→ **What to do**
Repeat the data. Keep each line identical.

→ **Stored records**
━━━━━━━━━━━━━━━━━━━━
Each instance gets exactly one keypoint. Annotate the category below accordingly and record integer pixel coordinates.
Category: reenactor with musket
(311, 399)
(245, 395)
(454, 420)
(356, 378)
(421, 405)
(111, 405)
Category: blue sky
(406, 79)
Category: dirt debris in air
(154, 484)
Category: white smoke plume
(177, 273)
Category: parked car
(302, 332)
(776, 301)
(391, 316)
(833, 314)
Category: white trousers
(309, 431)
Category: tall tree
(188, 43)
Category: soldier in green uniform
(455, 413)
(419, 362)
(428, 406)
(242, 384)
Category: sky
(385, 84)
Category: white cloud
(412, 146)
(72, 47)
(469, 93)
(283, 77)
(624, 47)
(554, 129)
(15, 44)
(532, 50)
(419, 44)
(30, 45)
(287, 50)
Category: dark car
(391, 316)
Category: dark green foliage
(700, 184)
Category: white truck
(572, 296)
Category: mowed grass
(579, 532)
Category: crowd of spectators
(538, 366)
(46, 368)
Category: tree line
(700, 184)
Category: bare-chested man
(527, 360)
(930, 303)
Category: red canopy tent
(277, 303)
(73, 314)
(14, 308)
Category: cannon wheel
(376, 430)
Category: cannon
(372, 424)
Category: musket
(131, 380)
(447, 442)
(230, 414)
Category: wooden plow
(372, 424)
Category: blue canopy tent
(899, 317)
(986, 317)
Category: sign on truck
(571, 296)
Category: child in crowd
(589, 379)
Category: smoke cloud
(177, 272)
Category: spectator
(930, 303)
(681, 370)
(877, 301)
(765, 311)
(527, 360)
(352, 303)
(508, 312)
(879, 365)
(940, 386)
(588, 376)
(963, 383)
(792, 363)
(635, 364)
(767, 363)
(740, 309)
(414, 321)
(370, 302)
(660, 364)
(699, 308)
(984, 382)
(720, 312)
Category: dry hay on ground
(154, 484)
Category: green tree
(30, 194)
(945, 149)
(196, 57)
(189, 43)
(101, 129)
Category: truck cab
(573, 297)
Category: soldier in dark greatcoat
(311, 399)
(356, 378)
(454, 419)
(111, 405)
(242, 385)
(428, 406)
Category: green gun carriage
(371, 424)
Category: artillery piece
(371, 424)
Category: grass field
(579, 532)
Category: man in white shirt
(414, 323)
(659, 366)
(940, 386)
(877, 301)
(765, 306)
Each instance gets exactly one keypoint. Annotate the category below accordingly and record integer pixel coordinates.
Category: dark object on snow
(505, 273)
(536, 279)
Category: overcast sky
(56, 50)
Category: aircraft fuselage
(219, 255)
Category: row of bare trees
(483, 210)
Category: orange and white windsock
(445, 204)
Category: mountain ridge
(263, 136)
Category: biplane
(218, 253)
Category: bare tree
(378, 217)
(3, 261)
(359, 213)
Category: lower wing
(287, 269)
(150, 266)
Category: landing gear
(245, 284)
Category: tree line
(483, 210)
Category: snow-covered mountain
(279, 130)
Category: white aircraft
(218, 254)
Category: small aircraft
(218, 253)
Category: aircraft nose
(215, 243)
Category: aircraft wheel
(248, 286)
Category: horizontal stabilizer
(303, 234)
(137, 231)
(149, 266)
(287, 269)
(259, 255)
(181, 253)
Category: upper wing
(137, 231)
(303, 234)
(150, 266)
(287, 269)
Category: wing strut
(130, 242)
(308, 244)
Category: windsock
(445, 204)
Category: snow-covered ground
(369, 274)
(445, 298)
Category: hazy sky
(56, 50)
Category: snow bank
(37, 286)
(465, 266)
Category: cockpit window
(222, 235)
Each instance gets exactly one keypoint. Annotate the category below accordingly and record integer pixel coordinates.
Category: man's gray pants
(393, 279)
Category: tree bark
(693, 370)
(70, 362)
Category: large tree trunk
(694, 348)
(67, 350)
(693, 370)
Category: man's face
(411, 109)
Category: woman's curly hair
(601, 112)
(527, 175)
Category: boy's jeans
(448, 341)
━━━━━━━━━━━━━━━━━━━━
→ **Written response**
Each instance gets exactly one keypoint. Annotate the category below accordingly and record integer pixel coordinates.
Category: reenactor with musket
(311, 399)
(245, 395)
(454, 420)
(356, 378)
(421, 405)
(111, 405)
Category: blue sky
(406, 79)
Category: dirt debris in air
(154, 484)
Category: white smoke plume
(177, 273)
Category: parked car
(302, 332)
(776, 301)
(391, 316)
(833, 314)
Category: white trousers
(309, 431)
Category: tall tree
(188, 43)
Category: soldier in green uniform
(455, 413)
(419, 362)
(428, 406)
(242, 384)
Category: sky
(385, 84)
Category: white cloud
(412, 146)
(72, 47)
(469, 93)
(283, 77)
(624, 47)
(554, 129)
(15, 44)
(532, 50)
(419, 44)
(30, 45)
(287, 50)
Category: dark car
(391, 316)
Category: dark green foliage
(700, 184)
Category: white truck
(572, 296)
Category: mowed grass
(579, 532)
Category: crowd of spectators
(538, 366)
(46, 368)
Category: tree line
(700, 184)
Category: bare-chested man
(527, 360)
(930, 303)
Category: red canopy tent
(277, 303)
(73, 314)
(14, 308)
Category: cannon wheel
(376, 430)
Category: cannon
(372, 424)
Category: musket
(131, 380)
(447, 442)
(230, 414)
Category: wooden plow
(372, 424)
Category: blue canopy tent
(899, 317)
(986, 317)
Category: sign on truck
(571, 296)
Category: child in crowd
(589, 379)
Category: smoke cloud
(177, 272)
Category: spectator
(930, 303)
(681, 370)
(877, 301)
(765, 311)
(527, 360)
(352, 303)
(508, 312)
(879, 365)
(940, 386)
(588, 376)
(963, 383)
(792, 363)
(635, 364)
(767, 363)
(740, 309)
(414, 321)
(370, 302)
(660, 364)
(699, 308)
(984, 382)
(720, 312)
Category: dry hay on ground
(154, 484)
Category: green tree
(30, 194)
(945, 149)
(196, 57)
(189, 43)
(101, 129)
Category: truck cab
(573, 297)
Category: soldier in dark greatcoat
(311, 399)
(356, 378)
(454, 419)
(111, 405)
(242, 385)
(428, 406)
Category: green gun carriage
(371, 424)
Category: artillery piece
(371, 424)
Category: grass field
(579, 532)
Category: man in white shirt
(414, 323)
(659, 366)
(940, 386)
(877, 301)
(765, 306)
Each instance gets exactly one keypoint. Annotate the category below accordingly and record integer pixel coordinates.
Category: dark object on snow
(505, 273)
(536, 279)
Category: overcast sky
(56, 50)
Category: aircraft fuselage
(219, 255)
Category: row of bare trees
(483, 210)
Category: orange and white windsock
(445, 204)
Category: mountain ridge
(263, 136)
Category: biplane
(218, 253)
Category: bare tree
(378, 217)
(3, 261)
(359, 213)
Category: lower wing
(287, 269)
(150, 266)
Category: landing gear
(245, 284)
Category: tree line
(483, 210)
Category: snow-covered mountain
(279, 130)
Category: white aircraft
(218, 254)
Category: small aircraft
(218, 253)
Category: aircraft nose
(215, 243)
Category: aircraft wheel
(248, 286)
Category: horizontal stabilizer
(303, 234)
(137, 231)
(149, 266)
(287, 269)
(259, 255)
(181, 253)
Category: upper wing
(137, 231)
(303, 234)
(150, 266)
(287, 269)
Category: wing strut
(130, 242)
(308, 244)
Category: windsock
(445, 204)
Category: snow-covered ground
(369, 274)
(445, 298)
Category: hazy sky
(56, 50)
Category: snow bank
(37, 286)
(465, 266)
Category: cockpit window
(222, 235)
Each instance gets exactly one keypoint. Annotate the category below accordingly and record integer pixel coordinates.
Category: man's gray pants
(393, 279)
Category: tree bark
(693, 370)
(70, 362)
Category: large tree trunk
(694, 348)
(67, 350)
(693, 370)
Category: man's face
(411, 109)
Category: woman's curly hair
(601, 112)
(527, 175)
Category: boy's jeans
(448, 341)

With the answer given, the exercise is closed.